### Document text
** START **
You write that you want to retrieve the parsing of procedure_declaration, but in your code, you only want to retrieve a procedure_body, so I'm assuming that's what you want.

To put into my own words, you want to have to compose grammars without telling the embedding grammar which grammar is embedded. The problem (no problem in your case, because you luckily have a very friendly grammar) with this is that in LALR(1), you need one token of lookahead to decide which rule to take. Your grammar looks like this:

procedure_declaration:
  SUB procedure_name EOS
  procedure_body
  END SUB EOS

You can combine procedure_name and procedure_body, so your rule and semantic action will look like:

procedure_declaration:
  SUB combined = procedure_name EOS /* nothing here */ EOS
  { { procedure_name = fst combined; procedure_body = snd combined; } }

procedure_name:
  id = IDENT {
    let lexbuf = _menhir_env._menhir_lexbuf in
    (id, Parser_pd.main Lexer_pd.token lexbuf)
  }

Parser_pd will contain this rule:

main: procedure_body END SUB { $1 }

You will very likely want END SUB in Parser_pd, because procedure_body is likely not self-delimiting.
** END **
### Available data
** START **
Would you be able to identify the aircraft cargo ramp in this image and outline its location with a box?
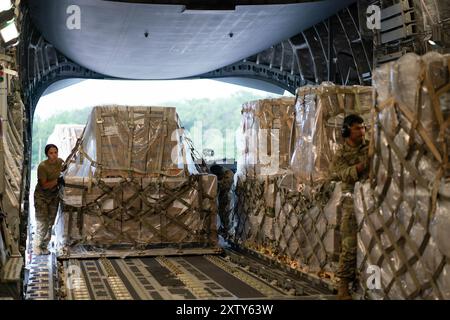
** END **
### Exercises to complete
1. List every token name written in all capital letters in the grammar rules of the parser-composition text.
2. Continue the explanation of composing parsers with a further paragraph, starting after its final sentence.

### Response list
1. SUB, EOS, END, IDENT

2.
Note that you call the sub-parser before parsing the first EOS after the procedure name identifier, because that is your lookahead. If you call it in EOS, it is too late, and the parser will have pulled a token from the body, already. The second EOS is the one after END SUB.

The _menhir_env thing is obviously a hack that only works with menhir. You may need another hack to make menhir --infer work (if you use that), because that doesn't expect a user to refer to it, so the symbol won't be in scope. That hack would be:

%{
  type menhir_env_hack = { _menhir_lexbuf : Lexing.lexbuf }
  let _menhir_env = { _menhir_lexbuf = Lexing.from_function
    (* Make sure this lexbuf is never actually used. *)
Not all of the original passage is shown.